-- start of Excerpted passage --

Search code examples
csvdatetimeapache-pig

Avoid exception in ToDate in Pig for individual rows


I have an input as a CSV file which I am trying to process with Pig. In the csv, there is a date column which contains corrupt values for some rows. Please suggest me a mechanism to filter out those rows which are corrupt(have corrupt date column) before I apply the ToDate() function to the date column in a FOREACH...GENERATE statement.

A sample format of my data is:

A,21,12/1/2010 8:26
B,33,12/1/2010 8:26
C,42,i am corrupted
D,30,12/1/2013 9:26

I want to be able to load this and then transform this as:

Assuming csv file is loaded into Y(name,id,date)

X = FOREACH Y GENERATE ToDate(date, 'mm/dd/yyyy HH:mm') AS newdate;

I want to apply a FILTER to Y before the above statement to filter out row starting with C. Since, as is, the above statement throws exception and the job fails when I DUMP X;.


Solution

  • Two cases when ToDate Fails,

    1) When the date is missing or syntax is wrong, Filter all the dates using a regular expression,

    X = FILTER Y BY (date matches '/(0[1-9]|1[012])[- \/.](0[1-9]|[12][0-9]|3[01])[- \/.](19|20)\d\d/');
    

    2) When the date falls into DST (https://en.wikipedia.org/wiki/Daylight_saving_time) of your timezone. You have to manually filter that.

-- end of Excerpted passage --
-- start of Data extract --

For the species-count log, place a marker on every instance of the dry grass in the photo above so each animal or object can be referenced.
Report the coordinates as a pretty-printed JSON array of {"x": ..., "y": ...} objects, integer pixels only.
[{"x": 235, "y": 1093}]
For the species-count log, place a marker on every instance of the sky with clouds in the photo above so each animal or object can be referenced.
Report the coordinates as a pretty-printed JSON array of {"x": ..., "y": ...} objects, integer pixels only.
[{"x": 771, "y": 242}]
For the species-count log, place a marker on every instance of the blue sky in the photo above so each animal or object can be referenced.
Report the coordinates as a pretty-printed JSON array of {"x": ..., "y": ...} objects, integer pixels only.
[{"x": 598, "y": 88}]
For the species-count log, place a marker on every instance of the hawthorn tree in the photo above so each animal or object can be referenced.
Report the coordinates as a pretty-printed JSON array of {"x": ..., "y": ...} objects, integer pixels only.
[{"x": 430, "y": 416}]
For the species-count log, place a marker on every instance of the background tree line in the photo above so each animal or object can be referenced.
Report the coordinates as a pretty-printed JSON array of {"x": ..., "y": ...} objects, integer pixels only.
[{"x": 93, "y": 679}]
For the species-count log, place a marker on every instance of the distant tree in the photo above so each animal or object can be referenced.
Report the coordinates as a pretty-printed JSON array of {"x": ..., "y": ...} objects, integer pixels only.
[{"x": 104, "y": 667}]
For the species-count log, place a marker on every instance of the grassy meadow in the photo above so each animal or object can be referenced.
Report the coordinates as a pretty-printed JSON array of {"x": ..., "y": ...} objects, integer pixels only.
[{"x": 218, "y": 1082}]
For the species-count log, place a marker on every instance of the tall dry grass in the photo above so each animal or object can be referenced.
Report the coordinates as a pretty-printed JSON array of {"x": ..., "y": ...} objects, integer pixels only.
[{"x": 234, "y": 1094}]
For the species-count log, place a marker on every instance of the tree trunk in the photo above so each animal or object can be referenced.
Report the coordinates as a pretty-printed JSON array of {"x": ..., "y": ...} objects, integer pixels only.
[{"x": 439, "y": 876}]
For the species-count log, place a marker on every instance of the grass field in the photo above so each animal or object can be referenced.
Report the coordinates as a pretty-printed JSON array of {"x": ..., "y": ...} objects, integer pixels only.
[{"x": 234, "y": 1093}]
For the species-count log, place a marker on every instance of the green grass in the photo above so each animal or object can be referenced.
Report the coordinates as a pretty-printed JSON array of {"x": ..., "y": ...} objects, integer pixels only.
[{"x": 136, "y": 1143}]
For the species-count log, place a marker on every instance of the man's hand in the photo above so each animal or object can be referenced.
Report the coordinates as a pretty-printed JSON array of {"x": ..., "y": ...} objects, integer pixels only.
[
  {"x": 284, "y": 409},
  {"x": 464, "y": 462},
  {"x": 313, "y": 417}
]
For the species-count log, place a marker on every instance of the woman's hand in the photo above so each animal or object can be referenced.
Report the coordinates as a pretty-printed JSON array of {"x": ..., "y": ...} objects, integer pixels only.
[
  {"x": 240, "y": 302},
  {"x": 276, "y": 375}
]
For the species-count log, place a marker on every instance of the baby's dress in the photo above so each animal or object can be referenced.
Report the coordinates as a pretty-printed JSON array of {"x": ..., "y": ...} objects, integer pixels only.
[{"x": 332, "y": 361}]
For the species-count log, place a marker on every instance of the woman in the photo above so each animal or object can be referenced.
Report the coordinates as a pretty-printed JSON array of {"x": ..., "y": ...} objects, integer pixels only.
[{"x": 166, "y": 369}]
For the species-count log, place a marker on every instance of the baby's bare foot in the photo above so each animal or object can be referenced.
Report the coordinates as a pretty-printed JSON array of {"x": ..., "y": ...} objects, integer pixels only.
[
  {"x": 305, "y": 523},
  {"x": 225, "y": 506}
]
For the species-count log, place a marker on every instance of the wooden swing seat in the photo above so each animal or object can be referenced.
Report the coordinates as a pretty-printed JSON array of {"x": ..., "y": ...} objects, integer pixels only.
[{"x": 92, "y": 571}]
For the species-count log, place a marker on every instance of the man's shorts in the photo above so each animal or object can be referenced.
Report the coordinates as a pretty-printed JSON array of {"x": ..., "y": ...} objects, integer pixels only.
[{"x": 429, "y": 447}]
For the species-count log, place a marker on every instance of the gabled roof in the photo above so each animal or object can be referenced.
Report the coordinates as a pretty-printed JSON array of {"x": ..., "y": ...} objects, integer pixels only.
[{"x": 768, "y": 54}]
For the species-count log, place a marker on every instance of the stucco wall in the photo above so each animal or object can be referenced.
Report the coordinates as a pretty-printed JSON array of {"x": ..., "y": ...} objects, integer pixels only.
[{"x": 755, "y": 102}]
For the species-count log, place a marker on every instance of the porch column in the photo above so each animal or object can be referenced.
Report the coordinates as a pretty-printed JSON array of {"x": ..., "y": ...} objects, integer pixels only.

-- end of Data extract --

### Goal of the exercise
Translate this sentence from the thread on filtering corrupt dates in Pig into Spanish: "In the csv, there is a date column which contains corrupt values for some rows." The lines above have no connection to the text.

### Solved problem
En el csv, hay una columna de fecha que contiene valores corruptos en algunas filas.